── DATA LISTING

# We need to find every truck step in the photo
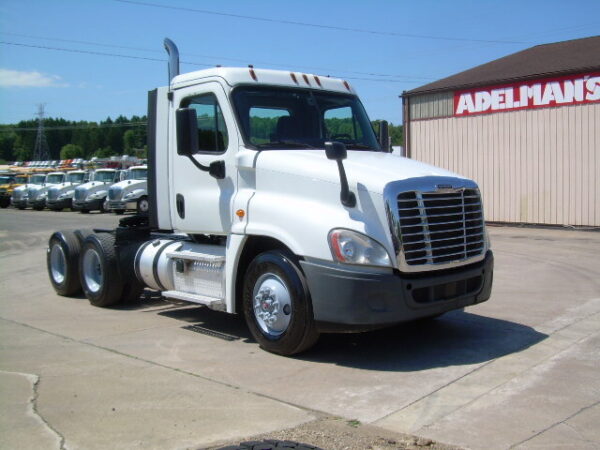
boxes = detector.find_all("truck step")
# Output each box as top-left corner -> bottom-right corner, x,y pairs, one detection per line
161,290 -> 225,311
166,250 -> 225,263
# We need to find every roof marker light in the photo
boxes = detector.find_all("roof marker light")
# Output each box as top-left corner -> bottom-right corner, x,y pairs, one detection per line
302,74 -> 310,85
343,80 -> 351,91
248,65 -> 257,81
314,75 -> 322,87
290,72 -> 298,84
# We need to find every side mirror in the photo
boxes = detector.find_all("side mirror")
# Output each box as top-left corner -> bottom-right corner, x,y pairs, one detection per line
325,141 -> 347,161
176,107 -> 198,156
378,120 -> 390,152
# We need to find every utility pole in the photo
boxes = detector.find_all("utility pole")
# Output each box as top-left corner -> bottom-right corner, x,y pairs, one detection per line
33,104 -> 50,161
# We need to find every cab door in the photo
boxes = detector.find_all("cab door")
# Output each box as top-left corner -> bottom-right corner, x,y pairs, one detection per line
170,81 -> 238,235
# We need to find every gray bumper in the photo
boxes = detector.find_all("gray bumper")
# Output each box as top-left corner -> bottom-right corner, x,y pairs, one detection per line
72,199 -> 103,210
108,200 -> 136,210
11,198 -> 28,208
300,251 -> 493,331
47,199 -> 71,209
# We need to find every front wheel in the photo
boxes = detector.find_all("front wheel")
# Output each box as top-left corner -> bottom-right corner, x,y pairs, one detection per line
136,196 -> 149,214
243,250 -> 319,355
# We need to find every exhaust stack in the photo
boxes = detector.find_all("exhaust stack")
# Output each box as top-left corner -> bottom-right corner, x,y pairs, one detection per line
163,38 -> 179,83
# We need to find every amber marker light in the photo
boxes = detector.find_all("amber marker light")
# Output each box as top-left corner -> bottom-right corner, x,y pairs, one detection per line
236,209 -> 246,218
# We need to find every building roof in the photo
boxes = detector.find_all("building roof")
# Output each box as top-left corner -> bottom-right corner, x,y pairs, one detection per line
406,35 -> 600,96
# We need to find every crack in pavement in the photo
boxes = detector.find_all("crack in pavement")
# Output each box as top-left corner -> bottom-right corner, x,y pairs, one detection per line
509,399 -> 600,448
0,370 -> 67,450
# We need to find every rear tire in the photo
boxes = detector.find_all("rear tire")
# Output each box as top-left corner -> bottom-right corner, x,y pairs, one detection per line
79,233 -> 123,307
47,230 -> 82,296
243,250 -> 319,356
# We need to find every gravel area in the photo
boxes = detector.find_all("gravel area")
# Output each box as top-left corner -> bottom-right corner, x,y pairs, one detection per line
207,417 -> 461,450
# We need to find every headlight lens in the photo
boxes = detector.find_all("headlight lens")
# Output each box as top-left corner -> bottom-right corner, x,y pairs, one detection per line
328,229 -> 391,267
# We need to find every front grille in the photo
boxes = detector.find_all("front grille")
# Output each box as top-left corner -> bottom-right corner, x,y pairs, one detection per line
108,186 -> 122,201
12,190 -> 25,201
47,188 -> 59,201
397,189 -> 485,266
74,187 -> 86,201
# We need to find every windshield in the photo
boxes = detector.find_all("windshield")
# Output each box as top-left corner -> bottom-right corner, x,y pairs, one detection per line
46,174 -> 65,184
67,172 -> 85,183
232,86 -> 380,151
31,175 -> 46,184
94,171 -> 115,182
16,176 -> 27,183
0,176 -> 13,184
128,169 -> 147,180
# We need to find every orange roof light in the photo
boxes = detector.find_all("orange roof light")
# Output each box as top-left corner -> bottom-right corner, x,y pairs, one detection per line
290,72 -> 298,84
248,65 -> 257,81
314,75 -> 322,87
343,80 -> 351,91
302,74 -> 310,86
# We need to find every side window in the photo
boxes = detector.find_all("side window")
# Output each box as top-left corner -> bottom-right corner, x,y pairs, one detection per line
249,107 -> 290,145
324,106 -> 363,141
184,93 -> 229,153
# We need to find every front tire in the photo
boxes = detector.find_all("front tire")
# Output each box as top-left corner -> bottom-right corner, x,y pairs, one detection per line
243,250 -> 319,356
114,209 -> 125,215
136,196 -> 149,214
79,233 -> 123,307
47,230 -> 83,296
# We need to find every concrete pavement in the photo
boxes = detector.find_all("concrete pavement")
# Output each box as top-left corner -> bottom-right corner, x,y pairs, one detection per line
1,209 -> 599,449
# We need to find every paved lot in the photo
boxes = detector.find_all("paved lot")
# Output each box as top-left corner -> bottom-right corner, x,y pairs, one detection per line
1,208 -> 599,449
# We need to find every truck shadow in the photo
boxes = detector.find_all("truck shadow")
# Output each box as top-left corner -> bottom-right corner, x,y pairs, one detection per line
299,311 -> 548,371
153,300 -> 547,372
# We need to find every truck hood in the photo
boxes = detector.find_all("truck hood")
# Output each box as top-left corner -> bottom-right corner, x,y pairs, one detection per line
253,150 -> 467,193
111,179 -> 146,190
77,181 -> 111,191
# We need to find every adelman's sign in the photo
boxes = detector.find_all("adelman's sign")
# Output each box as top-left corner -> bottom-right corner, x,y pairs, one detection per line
454,72 -> 600,116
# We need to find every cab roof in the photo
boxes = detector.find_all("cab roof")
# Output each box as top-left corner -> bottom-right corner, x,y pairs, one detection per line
170,67 -> 356,95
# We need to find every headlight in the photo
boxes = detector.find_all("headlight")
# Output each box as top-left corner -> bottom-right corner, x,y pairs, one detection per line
328,229 -> 391,267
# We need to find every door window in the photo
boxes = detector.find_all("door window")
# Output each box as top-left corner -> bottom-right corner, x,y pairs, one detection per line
183,93 -> 229,153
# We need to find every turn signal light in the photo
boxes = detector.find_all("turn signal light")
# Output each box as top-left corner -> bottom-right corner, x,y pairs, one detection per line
236,209 -> 245,218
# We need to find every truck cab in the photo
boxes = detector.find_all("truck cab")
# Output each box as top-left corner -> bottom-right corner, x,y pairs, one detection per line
106,165 -> 148,214
27,172 -> 67,210
46,39 -> 493,356
11,173 -> 47,209
72,169 -> 120,213
0,172 -> 27,208
46,170 -> 89,211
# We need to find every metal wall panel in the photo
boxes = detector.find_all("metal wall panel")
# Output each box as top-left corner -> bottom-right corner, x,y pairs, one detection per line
409,92 -> 454,120
409,103 -> 599,226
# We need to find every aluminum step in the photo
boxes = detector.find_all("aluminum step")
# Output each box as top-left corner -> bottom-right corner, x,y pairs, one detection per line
165,250 -> 225,263
161,290 -> 226,311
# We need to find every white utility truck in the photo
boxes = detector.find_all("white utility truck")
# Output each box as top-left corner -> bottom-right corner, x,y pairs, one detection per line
46,170 -> 88,211
46,39 -> 493,355
106,165 -> 148,215
72,168 -> 121,213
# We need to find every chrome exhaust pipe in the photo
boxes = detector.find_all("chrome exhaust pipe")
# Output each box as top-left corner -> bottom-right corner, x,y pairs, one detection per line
163,38 -> 179,83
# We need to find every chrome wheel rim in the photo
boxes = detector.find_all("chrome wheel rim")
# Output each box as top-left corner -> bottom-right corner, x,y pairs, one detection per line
50,244 -> 66,284
139,199 -> 149,212
82,248 -> 103,293
253,273 -> 292,337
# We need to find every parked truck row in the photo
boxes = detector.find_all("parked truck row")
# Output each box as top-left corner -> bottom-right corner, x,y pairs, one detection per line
45,38 -> 493,356
6,166 -> 148,214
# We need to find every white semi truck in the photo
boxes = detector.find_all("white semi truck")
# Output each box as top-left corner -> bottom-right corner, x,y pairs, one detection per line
106,165 -> 149,215
72,168 -> 121,213
27,172 -> 67,210
46,170 -> 88,211
11,173 -> 46,209
46,39 -> 493,355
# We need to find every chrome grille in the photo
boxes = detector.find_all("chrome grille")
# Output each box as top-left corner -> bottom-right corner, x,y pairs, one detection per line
108,186 -> 122,201
47,188 -> 60,201
12,189 -> 25,201
74,187 -> 86,201
397,189 -> 485,266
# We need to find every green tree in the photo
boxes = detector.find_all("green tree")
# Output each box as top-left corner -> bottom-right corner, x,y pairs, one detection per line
60,143 -> 84,159
123,129 -> 136,153
93,146 -> 117,158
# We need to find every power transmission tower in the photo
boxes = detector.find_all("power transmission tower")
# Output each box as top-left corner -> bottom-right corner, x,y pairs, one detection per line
33,104 -> 50,161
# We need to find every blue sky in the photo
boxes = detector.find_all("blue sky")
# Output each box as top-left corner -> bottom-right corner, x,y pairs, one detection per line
0,0 -> 598,126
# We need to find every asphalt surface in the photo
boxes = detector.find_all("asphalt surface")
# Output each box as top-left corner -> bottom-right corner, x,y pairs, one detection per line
1,208 -> 599,449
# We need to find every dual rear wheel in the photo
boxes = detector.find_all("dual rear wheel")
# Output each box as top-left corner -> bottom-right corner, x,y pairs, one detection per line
47,230 -> 143,306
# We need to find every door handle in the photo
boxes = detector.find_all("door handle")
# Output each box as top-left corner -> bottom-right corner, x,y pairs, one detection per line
176,193 -> 185,219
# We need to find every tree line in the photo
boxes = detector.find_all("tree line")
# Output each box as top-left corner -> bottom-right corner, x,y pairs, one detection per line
0,115 -> 402,164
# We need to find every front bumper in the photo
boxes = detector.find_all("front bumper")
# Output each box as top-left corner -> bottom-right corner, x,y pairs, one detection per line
27,198 -> 46,209
47,198 -> 72,209
107,200 -> 136,210
72,198 -> 104,211
11,198 -> 28,208
300,250 -> 493,331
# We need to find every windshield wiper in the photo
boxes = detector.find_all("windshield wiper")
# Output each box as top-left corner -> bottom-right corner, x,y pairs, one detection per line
257,140 -> 316,149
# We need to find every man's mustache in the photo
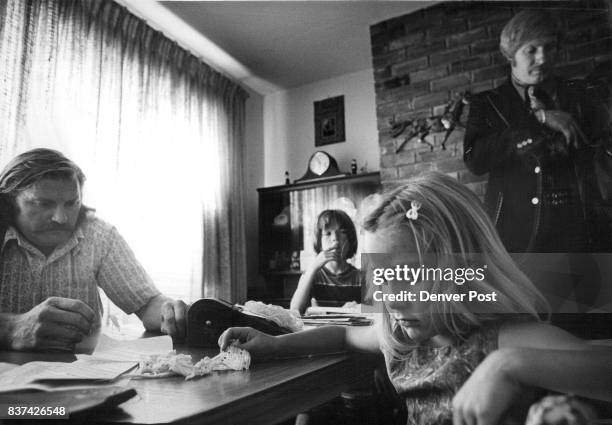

────

Your answer should consist of all lines above that include the string "step".

# We need to find every truck step in the photo
boxes = detector.find_all("truck step")
# We need to find every aluminum step in the photo
boxes = detector.find_all("aluminum step")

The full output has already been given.